= EXERCISE DIRECTIONS =
Word for word, restate every line of the material.

= DATA SUPPLIED =
· · · · · · ·

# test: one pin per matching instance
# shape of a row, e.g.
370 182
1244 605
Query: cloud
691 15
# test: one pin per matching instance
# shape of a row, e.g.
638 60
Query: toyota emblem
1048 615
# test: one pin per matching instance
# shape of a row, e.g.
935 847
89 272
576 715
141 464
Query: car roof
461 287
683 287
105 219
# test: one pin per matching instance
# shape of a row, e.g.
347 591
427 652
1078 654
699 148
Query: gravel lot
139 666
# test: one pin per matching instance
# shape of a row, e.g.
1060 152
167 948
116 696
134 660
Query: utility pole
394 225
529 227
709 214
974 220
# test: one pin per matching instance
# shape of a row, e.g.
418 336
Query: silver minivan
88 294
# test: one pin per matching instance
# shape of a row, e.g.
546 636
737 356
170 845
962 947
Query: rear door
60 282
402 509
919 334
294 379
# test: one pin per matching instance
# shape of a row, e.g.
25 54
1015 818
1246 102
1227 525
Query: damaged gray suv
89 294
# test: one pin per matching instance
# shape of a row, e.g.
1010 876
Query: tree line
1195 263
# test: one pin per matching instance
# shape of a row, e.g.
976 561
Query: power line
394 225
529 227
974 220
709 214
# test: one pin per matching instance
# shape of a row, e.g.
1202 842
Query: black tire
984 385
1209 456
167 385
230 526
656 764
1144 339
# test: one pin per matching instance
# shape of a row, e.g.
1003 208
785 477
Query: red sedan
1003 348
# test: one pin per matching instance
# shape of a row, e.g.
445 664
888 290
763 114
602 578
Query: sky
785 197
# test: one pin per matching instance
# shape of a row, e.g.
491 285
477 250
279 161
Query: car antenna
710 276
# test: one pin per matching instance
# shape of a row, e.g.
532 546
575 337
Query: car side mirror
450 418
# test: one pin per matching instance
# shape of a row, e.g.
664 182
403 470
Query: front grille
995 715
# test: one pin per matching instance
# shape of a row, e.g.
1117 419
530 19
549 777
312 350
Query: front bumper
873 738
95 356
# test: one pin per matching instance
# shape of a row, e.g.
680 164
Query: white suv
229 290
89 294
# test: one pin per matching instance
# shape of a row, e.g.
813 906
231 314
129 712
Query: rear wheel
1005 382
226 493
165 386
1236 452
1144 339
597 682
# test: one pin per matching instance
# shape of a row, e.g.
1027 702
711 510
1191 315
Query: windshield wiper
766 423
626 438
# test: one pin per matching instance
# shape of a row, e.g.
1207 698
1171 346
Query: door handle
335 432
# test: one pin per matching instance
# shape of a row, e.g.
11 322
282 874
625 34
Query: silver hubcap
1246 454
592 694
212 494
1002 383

· · · · · · ·

= EXERCISE RESULT =
# test: one pin per matching instance
# shape of a row, e.g.
370 182
1244 605
Query: cloud
691 15
# test: one pin per matching instance
# shape of a row, e.g.
638 60
Query: toyota emblem
1048 615
# test: one pin per matching instance
# shape of a row, e.g.
935 847
89 272
576 715
141 464
Query: car roof
461 287
683 287
105 219
# test: one pin per matching instance
# shape of a row, e.g.
347 591
427 652
1078 654
699 148
Query: gravel lot
139 666
# test: one pin per matching instance
# shape of a row, e.g.
1060 152
167 948
116 696
134 660
Query: utility pole
394 225
529 227
709 214
974 220
# test: one pin per matching instance
# shape of a row, e.g.
418 336
Query: silver minivan
88 294
# test: one pin per matching instance
# shape of a row, e.g.
546 636
737 356
170 845
962 947
Query: rear door
60 282
402 509
919 334
294 379
# test: one pin per matching instance
# shape of a row, e.g.
25 54
1015 818
1246 102
1227 525
Query: damaged gray suv
89 294
# test: one pin per matching instance
# shape of a row, e.g.
1010 876
Query: tree line
1195 263
# test: one pin per matching instance
# shape of a row, e.g.
976 561
Query: power line
394 225
529 227
974 220
709 214
# test: one pin per matching instance
# shape of a row, e.g.
1202 842
Query: black tire
984 385
1209 456
167 385
230 526
656 764
1144 339
# test: one pin per matching instance
# shape of a row, e.g.
1003 208
785 477
Query: red sedan
1003 348
# test: one pin per matching instance
# shape of a row, e.g.
445 664
888 290
763 114
602 578
Query: sky
785 197
# test: one pin per matching instance
# shape of a row, e.g.
491 285
477 250
279 161
Query: car antenna
710 276
# test: one pin per matching instance
# shape of a row, e.g.
532 546
575 337
Query: car side mirror
450 418
# test: one pin per matching instance
# shape of a row, e.g.
664 182
403 470
Query: front grille
995 715
# test: one pin per matching instance
# shape of a row, e.g.
1117 419
530 19
549 777
312 350
Query: front bumper
873 738
95 356
# test: one pin per matching instance
# shape of a row, e.g.
680 164
Query: white suv
229 290
89 294
# test: one pin per matching instance
# shape of a row, e.g.
813 906
231 314
129 712
Query: rear wheel
1005 382
226 493
165 386
1236 452
1144 339
597 682
# test: one pin per matching instance
# shape of a row, e.g.
1027 702
711 510
1191 315
Query: windshield wiper
766 423
626 438
# test: one pin per matching instance
# shape of a row, e.g.
1207 698
1171 346
Query: door handle
335 432
# test: one pin per matching instance
# shape of a row, e.g.
11 322
282 874
625 34
Query: silver hubcap
1246 454
592 694
212 494
1002 383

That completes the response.